■ **Problem to work on**
Render the material as a two-column Markdown table, Row and Line, with one numbered row per line and blank lines omitted. Start at the line containing "point: the wheel" and continue through the final line of the material.

# # # # #

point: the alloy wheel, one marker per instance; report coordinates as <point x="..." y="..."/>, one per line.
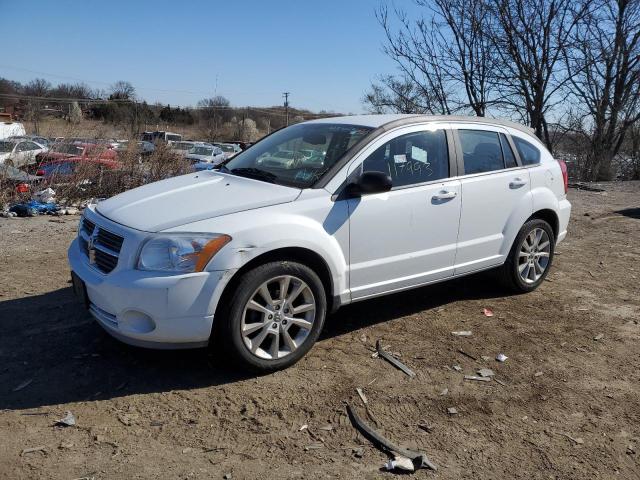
<point x="533" y="258"/>
<point x="278" y="317"/>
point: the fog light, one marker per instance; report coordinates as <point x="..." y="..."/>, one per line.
<point x="137" y="322"/>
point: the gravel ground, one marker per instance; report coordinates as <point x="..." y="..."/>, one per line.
<point x="567" y="405"/>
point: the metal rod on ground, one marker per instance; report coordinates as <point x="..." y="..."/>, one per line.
<point x="419" y="459"/>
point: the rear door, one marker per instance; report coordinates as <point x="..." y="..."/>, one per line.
<point x="495" y="196"/>
<point x="407" y="236"/>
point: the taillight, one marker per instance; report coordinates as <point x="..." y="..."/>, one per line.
<point x="565" y="175"/>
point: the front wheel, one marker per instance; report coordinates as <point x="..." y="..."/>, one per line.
<point x="275" y="316"/>
<point x="530" y="257"/>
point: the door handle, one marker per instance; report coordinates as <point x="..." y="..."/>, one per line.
<point x="517" y="183"/>
<point x="444" y="195"/>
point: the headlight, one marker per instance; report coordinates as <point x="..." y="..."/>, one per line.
<point x="181" y="253"/>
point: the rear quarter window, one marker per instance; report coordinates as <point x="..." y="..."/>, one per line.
<point x="529" y="155"/>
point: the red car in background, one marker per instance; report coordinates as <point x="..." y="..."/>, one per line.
<point x="82" y="168"/>
<point x="82" y="150"/>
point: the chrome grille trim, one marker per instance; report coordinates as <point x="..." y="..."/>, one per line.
<point x="101" y="246"/>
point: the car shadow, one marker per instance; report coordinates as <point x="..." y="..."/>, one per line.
<point x="630" y="212"/>
<point x="52" y="352"/>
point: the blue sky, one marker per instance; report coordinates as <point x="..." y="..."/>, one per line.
<point x="326" y="53"/>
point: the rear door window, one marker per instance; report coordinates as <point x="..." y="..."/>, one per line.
<point x="509" y="157"/>
<point x="481" y="151"/>
<point x="529" y="155"/>
<point x="412" y="158"/>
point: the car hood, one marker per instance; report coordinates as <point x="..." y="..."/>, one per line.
<point x="190" y="198"/>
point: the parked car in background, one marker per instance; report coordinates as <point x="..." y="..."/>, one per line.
<point x="256" y="255"/>
<point x="66" y="168"/>
<point x="16" y="178"/>
<point x="205" y="153"/>
<point x="40" y="140"/>
<point x="199" y="166"/>
<point x="142" y="147"/>
<point x="230" y="149"/>
<point x="11" y="129"/>
<point x="182" y="148"/>
<point x="161" y="136"/>
<point x="19" y="153"/>
<point x="76" y="149"/>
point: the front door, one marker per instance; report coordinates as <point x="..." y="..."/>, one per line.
<point x="407" y="236"/>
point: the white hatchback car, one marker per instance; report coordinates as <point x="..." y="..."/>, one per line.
<point x="257" y="253"/>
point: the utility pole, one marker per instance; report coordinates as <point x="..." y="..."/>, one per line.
<point x="286" y="105"/>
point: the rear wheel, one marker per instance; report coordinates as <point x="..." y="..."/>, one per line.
<point x="275" y="316"/>
<point x="530" y="257"/>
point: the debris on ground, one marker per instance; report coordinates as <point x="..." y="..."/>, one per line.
<point x="426" y="427"/>
<point x="393" y="361"/>
<point x="69" y="420"/>
<point x="362" y="396"/>
<point x="462" y="333"/>
<point x="47" y="195"/>
<point x="477" y="378"/>
<point x="41" y="448"/>
<point x="418" y="459"/>
<point x="24" y="384"/>
<point x="577" y="441"/>
<point x="401" y="463"/>
<point x="468" y="355"/>
<point x="585" y="186"/>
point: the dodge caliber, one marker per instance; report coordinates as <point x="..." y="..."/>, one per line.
<point x="320" y="214"/>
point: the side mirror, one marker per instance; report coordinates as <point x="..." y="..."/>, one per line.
<point x="369" y="183"/>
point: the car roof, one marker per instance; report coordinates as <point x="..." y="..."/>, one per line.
<point x="398" y="119"/>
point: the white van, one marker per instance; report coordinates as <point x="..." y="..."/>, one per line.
<point x="11" y="129"/>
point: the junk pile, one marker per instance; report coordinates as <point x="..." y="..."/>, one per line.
<point x="43" y="203"/>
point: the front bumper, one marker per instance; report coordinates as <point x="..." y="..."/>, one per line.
<point x="150" y="309"/>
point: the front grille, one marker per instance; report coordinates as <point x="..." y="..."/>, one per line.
<point x="105" y="249"/>
<point x="109" y="240"/>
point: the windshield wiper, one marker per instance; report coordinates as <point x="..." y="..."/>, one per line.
<point x="252" y="172"/>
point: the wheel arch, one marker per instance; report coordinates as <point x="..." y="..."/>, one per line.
<point x="302" y="255"/>
<point x="548" y="216"/>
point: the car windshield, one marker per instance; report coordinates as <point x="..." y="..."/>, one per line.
<point x="297" y="156"/>
<point x="68" y="148"/>
<point x="183" y="146"/>
<point x="201" y="151"/>
<point x="6" y="146"/>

# # # # #

■ **Solution to this task**
| Row | Line |
|---|---|
| 1 | point: the wheel arch, one marker per instance; report coordinates as <point x="..." y="..."/>, one per line. |
| 2 | <point x="302" y="255"/> |
| 3 | <point x="548" y="216"/> |
| 4 | point: the car windshield, one marker per instance; report coordinates as <point x="..." y="..."/>, one per line. |
| 5 | <point x="297" y="156"/> |
| 6 | <point x="68" y="148"/> |
| 7 | <point x="183" y="146"/> |
| 8 | <point x="201" y="151"/> |
| 9 | <point x="6" y="146"/> |